● Try it
Lines from the one with "Could you please locate the spruce" through the end of the listing below should be set down exactly, with no other line included.

● Given records

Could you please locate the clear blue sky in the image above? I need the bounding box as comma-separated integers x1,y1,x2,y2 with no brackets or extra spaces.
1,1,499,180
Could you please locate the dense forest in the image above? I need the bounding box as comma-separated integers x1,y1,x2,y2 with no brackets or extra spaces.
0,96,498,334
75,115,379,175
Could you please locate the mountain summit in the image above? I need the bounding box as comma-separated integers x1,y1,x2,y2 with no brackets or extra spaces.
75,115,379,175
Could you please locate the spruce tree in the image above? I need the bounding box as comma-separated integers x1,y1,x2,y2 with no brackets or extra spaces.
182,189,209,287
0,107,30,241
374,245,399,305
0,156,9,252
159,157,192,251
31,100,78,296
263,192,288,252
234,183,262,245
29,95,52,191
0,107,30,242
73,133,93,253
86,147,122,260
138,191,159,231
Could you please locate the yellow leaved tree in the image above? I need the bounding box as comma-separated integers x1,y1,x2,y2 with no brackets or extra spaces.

● Written response
Could you please locate the spruce tree in the image above? I need the bounding box as comma-separated integers x1,y1,x2,y2 with no brackets or extra spaces.
182,189,209,287
0,107,30,241
374,245,399,305
0,156,9,252
159,157,192,251
31,100,78,296
263,192,288,252
234,183,262,245
29,95,52,191
0,107,30,242
73,133,93,253
86,147,122,260
138,191,159,231
Could you please locate the yellow leaved tree in the image above? I need the bounding box as comma-separated integers x1,y1,x2,y2 with no brackets or extra spaces.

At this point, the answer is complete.